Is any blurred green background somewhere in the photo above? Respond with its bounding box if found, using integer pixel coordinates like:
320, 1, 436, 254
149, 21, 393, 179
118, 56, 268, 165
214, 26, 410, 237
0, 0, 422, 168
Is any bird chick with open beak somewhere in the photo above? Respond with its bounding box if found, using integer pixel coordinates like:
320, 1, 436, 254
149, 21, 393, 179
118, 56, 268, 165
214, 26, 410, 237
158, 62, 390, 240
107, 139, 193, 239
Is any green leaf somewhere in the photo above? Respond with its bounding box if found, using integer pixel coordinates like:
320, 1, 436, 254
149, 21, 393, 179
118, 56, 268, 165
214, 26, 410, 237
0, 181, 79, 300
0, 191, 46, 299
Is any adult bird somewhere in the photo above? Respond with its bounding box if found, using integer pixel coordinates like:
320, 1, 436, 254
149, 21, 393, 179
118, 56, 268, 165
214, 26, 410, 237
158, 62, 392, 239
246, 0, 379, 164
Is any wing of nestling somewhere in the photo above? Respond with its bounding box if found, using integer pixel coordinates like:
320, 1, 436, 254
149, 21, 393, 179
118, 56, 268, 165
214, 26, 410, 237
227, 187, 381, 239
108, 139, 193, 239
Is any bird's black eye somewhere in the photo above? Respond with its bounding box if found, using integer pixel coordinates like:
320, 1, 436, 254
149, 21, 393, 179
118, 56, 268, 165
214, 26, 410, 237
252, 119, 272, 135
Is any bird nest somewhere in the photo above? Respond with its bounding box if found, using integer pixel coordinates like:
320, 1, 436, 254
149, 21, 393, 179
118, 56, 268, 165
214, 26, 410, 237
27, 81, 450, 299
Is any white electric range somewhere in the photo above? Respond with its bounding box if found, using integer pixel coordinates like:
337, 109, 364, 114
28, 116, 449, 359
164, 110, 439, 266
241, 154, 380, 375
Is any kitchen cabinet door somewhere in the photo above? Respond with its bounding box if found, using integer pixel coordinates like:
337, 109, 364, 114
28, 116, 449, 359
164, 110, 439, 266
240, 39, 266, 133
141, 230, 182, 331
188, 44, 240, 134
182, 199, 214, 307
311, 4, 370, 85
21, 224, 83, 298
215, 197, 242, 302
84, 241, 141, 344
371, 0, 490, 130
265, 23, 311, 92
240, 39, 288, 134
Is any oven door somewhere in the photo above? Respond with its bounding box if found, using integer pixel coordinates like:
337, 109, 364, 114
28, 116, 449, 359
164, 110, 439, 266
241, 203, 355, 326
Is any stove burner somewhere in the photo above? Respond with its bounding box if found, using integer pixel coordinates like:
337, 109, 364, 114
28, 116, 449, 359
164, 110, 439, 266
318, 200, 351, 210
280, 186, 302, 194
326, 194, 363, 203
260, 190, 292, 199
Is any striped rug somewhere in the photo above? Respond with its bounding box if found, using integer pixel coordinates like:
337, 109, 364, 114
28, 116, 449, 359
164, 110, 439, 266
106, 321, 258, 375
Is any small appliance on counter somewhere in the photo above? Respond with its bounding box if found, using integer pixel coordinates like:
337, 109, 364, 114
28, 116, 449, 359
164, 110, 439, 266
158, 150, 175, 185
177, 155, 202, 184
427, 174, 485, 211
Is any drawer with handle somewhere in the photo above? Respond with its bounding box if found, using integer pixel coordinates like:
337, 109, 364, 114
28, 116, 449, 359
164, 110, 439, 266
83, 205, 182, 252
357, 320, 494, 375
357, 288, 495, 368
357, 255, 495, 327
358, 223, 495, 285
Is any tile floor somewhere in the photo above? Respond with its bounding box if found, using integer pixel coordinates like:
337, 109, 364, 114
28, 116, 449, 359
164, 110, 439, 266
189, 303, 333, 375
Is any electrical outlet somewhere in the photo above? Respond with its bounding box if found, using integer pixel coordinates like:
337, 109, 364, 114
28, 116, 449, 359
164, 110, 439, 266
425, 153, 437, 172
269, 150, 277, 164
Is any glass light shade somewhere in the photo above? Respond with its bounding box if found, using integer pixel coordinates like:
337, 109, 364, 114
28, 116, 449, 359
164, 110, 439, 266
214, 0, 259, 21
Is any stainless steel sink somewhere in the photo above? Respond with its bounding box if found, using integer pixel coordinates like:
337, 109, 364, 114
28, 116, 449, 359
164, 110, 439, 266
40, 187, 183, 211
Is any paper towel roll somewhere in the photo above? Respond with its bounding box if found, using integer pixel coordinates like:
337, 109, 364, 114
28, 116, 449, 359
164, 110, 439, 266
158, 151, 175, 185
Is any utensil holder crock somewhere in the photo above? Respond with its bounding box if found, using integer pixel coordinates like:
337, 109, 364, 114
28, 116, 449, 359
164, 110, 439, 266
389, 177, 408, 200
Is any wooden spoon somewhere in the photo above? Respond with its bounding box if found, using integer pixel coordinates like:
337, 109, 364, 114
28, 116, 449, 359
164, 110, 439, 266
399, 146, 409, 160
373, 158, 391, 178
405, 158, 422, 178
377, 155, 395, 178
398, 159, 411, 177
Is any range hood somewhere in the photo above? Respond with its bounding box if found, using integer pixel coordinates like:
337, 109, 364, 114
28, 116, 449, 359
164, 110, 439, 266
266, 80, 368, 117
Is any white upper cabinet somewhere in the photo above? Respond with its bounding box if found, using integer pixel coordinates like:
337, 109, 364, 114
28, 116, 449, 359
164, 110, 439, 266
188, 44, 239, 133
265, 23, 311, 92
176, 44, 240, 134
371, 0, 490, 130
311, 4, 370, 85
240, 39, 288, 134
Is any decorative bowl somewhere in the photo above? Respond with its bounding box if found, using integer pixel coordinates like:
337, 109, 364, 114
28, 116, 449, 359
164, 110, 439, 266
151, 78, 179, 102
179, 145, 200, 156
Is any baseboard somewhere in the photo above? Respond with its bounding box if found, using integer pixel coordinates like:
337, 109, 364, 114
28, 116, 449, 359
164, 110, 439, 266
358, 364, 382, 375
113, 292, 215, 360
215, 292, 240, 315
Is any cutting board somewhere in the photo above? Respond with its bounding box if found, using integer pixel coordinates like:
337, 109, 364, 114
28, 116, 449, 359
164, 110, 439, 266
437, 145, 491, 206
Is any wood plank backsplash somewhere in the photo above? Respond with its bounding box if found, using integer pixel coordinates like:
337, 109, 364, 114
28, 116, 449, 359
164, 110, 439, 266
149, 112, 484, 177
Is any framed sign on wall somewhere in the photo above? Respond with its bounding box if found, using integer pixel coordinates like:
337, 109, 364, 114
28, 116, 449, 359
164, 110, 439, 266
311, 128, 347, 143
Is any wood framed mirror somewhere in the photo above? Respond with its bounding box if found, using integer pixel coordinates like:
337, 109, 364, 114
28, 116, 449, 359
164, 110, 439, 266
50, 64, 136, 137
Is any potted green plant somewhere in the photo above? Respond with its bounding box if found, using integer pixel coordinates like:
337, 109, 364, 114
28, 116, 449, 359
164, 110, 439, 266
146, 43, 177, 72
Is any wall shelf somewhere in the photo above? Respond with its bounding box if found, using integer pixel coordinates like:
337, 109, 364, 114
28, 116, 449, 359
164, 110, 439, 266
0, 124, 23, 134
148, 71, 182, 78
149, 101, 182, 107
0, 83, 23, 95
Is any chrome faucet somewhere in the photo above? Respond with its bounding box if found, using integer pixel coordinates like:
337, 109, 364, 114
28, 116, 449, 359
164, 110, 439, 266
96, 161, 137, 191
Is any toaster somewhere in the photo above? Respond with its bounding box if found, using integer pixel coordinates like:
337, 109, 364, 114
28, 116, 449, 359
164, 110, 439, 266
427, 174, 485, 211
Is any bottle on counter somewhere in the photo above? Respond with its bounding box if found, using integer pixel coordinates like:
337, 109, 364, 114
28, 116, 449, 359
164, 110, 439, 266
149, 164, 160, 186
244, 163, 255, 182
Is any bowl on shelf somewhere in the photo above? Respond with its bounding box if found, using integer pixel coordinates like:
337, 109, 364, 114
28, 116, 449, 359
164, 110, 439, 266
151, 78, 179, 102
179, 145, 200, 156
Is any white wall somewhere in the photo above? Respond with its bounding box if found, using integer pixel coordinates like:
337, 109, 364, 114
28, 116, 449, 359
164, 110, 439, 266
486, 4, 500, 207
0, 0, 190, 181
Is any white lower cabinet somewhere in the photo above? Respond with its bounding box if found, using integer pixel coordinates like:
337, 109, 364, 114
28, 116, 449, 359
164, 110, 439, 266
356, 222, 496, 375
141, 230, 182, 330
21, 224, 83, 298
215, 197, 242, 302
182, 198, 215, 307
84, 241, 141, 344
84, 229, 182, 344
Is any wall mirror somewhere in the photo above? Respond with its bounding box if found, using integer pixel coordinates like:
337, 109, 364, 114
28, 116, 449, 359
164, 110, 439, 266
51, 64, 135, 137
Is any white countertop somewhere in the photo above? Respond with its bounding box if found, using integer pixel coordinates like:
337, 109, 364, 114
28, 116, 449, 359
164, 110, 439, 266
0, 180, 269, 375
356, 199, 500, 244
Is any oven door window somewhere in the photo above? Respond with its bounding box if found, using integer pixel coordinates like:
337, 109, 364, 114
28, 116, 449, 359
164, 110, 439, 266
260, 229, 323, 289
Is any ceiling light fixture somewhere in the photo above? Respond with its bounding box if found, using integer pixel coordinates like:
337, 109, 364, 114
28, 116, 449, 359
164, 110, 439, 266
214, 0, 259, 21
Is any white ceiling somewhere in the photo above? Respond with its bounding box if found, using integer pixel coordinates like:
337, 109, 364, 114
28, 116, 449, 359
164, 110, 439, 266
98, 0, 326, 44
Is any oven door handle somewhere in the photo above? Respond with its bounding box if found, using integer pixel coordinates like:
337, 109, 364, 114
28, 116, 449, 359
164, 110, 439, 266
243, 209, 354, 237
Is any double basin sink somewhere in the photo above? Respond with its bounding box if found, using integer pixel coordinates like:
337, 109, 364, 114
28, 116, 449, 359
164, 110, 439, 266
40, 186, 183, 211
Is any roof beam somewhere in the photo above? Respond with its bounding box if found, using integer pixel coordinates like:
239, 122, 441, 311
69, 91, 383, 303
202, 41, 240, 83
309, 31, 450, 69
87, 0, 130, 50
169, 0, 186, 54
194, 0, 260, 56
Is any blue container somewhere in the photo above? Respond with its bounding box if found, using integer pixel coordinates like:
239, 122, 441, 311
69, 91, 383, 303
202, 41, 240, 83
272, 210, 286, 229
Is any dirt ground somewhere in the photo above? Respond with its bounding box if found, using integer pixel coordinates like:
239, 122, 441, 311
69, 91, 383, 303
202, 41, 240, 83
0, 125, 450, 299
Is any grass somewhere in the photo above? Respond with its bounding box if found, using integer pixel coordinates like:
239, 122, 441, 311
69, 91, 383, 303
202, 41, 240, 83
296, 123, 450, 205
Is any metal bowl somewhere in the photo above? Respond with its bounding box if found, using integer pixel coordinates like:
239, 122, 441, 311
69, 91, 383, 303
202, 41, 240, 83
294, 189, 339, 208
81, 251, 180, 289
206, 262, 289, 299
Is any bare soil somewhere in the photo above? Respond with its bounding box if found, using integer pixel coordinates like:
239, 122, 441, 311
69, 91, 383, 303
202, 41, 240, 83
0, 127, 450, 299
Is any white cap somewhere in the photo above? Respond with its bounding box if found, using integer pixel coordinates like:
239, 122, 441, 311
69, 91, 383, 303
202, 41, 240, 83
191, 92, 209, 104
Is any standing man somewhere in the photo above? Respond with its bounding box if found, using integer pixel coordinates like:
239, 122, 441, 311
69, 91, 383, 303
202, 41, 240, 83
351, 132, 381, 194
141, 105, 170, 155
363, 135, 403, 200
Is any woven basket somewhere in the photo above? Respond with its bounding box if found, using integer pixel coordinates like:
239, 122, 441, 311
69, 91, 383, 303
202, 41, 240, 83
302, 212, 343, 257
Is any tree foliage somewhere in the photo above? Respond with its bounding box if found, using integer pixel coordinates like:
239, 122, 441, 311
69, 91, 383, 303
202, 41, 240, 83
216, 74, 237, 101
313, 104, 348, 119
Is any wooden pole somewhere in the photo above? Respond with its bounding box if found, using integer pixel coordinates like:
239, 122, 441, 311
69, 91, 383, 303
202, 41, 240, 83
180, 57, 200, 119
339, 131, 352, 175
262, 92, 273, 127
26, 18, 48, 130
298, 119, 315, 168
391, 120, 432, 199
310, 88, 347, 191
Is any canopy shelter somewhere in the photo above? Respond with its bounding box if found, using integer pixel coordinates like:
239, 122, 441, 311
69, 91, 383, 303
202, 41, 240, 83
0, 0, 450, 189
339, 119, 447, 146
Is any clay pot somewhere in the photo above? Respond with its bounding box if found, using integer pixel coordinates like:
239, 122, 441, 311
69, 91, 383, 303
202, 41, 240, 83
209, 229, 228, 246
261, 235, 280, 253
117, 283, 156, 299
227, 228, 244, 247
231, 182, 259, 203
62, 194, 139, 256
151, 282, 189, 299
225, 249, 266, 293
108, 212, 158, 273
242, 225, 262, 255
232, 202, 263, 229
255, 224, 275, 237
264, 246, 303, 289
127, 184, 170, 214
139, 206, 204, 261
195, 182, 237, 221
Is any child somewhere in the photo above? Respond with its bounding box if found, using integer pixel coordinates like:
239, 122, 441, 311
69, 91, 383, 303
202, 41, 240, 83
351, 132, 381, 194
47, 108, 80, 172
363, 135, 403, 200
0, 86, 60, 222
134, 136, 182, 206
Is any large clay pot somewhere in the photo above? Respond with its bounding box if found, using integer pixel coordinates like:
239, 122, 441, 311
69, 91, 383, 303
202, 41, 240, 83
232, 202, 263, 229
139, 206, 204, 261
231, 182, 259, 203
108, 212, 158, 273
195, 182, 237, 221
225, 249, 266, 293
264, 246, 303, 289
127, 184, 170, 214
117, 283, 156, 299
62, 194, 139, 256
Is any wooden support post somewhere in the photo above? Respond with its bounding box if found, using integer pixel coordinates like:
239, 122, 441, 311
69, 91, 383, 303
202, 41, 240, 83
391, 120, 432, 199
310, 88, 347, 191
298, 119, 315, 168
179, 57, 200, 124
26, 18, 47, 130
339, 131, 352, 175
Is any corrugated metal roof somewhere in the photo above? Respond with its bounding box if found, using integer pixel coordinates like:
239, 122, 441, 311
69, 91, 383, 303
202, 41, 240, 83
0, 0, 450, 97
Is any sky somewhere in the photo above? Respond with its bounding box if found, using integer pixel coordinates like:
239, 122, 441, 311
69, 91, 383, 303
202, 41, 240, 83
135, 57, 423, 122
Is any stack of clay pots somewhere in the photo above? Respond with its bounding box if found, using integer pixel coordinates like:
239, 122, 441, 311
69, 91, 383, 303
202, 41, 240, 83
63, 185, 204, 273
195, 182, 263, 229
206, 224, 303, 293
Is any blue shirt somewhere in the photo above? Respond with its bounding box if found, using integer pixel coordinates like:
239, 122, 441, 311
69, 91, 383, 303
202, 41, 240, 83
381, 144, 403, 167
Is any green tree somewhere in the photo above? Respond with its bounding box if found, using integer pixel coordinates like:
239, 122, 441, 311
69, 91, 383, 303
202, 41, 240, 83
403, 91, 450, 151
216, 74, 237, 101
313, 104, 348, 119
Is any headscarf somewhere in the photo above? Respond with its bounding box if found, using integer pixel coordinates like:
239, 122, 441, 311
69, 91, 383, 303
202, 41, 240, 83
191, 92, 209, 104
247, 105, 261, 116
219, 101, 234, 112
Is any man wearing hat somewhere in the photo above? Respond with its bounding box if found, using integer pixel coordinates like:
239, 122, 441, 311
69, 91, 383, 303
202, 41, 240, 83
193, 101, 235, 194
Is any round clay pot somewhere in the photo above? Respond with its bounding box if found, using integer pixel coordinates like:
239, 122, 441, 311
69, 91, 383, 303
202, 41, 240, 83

What the task asks: Can you render as a JSON list of strings the lines starting with the one containing "Is any utensil" and going on through the one containing "266, 80, 368, 117", with one string per line and blank lines left out?

Solution to this task:
[
  "Is any utensil holder crock somewhere in the photo above? Respond with its bounding box if found, using integer pixel coordinates like:",
  "337, 109, 364, 114",
  "28, 116, 449, 359",
  "164, 110, 439, 266",
  "389, 177, 408, 200",
  "Is any wooden spoon somewhere in the photo above? Respond with its bounding box if found, using integer pixel coordinates like:",
  "337, 109, 364, 114",
  "28, 116, 449, 359",
  "164, 110, 439, 266",
  "399, 146, 409, 160",
  "373, 158, 391, 178",
  "405, 158, 422, 178",
  "377, 155, 395, 178",
  "398, 159, 411, 177",
  "Is any range hood somewhere in the photo above? Respond with its bounding box if found, using integer pixel coordinates like:",
  "337, 109, 364, 114",
  "28, 116, 449, 359",
  "164, 110, 439, 266",
  "266, 80, 368, 117"
]